◆ **Written instruction**
Render the listing as a Markdown table with the columns Row and Line, beginning at the line that contains "Task: locate the purple" and continuing through the line that contains "pixel 96 391". Include only those lines and omit any blank ones.

····················

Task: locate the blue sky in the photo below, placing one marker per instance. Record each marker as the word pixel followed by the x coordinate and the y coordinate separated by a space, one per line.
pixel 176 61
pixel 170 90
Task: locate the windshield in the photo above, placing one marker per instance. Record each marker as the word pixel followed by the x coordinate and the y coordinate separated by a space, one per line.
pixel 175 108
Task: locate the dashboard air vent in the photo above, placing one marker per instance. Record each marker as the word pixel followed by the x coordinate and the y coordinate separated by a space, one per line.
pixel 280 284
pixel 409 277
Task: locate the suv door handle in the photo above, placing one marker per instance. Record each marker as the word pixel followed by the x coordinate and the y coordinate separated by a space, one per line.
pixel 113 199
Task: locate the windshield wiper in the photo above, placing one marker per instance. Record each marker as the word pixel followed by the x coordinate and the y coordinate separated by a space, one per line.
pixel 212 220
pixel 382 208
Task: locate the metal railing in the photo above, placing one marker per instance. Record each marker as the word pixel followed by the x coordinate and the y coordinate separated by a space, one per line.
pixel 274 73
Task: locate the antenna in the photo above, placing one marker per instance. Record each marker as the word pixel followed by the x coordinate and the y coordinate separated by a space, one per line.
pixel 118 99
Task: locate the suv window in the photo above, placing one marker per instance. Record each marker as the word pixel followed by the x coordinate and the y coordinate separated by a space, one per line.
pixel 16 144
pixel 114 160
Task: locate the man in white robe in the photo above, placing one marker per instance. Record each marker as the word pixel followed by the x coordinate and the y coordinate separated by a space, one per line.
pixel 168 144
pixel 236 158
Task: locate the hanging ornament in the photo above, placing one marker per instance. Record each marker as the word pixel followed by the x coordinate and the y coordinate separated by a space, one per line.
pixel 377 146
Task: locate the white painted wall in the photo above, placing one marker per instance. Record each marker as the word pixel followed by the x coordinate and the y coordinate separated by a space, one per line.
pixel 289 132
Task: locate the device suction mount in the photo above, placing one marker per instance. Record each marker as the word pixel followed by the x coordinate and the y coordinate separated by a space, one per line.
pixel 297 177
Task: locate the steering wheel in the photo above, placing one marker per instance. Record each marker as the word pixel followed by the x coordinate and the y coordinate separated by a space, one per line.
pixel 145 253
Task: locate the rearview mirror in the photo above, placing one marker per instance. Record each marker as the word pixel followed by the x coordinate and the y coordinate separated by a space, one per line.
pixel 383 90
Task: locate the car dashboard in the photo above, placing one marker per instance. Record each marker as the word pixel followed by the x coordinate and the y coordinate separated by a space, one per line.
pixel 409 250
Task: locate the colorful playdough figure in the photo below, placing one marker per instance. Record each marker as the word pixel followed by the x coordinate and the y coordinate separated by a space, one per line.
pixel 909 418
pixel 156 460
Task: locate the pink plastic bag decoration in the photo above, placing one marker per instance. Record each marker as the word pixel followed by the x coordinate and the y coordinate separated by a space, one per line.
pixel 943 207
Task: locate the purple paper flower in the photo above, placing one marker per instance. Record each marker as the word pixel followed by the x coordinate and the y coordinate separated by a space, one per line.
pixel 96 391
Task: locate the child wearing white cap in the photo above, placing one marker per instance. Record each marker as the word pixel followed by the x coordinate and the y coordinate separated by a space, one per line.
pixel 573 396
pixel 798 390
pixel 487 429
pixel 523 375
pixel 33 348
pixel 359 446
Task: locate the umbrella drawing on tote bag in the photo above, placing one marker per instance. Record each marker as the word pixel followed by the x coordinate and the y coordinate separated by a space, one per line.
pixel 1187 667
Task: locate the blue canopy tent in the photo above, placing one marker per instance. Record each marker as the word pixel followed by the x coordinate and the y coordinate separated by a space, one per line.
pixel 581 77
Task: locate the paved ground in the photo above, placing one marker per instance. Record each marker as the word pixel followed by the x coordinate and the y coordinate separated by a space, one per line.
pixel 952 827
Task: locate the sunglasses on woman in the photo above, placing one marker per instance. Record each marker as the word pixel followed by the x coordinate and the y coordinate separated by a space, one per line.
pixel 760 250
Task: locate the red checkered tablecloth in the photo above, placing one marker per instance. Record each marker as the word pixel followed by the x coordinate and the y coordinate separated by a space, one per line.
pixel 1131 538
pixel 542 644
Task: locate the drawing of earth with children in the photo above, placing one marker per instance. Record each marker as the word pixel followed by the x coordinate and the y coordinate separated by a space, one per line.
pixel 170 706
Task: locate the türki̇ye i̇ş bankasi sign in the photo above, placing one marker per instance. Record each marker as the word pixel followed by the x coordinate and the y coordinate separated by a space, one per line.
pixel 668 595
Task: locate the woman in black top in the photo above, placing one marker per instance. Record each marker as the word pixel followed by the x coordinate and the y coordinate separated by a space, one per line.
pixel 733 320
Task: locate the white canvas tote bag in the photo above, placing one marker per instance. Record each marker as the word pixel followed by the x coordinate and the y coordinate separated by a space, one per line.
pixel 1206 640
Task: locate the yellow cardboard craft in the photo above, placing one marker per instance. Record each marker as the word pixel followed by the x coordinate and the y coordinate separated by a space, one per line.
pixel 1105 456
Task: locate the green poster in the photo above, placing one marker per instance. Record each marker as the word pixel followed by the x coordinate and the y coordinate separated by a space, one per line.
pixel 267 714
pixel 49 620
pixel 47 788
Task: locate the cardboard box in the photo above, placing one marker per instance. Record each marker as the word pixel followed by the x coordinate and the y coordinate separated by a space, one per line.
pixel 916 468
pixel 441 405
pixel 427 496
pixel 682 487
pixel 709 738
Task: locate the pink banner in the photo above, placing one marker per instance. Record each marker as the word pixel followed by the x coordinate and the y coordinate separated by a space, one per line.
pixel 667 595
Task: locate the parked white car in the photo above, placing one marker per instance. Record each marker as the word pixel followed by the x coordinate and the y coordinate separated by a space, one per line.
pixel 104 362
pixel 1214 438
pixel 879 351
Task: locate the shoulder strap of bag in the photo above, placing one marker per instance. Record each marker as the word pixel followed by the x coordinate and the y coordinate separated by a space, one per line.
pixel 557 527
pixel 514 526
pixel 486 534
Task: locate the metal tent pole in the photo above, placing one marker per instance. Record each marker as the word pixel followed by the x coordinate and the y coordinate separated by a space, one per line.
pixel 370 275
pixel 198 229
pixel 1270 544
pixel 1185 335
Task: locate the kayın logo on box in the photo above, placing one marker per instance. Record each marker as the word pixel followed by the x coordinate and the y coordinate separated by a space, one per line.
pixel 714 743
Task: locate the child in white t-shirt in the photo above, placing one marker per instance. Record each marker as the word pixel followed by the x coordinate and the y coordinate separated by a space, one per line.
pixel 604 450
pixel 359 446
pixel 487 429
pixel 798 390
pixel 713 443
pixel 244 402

····················

◆ **Task result**
| Row | Line |
|---|---|
| 1 | Task: locate the purple paper flower in the photo above, placing one marker per instance. Record each marker as the word pixel followed by the x coordinate and the y coordinate separated by a space, one per line. |
| 2 | pixel 96 391 |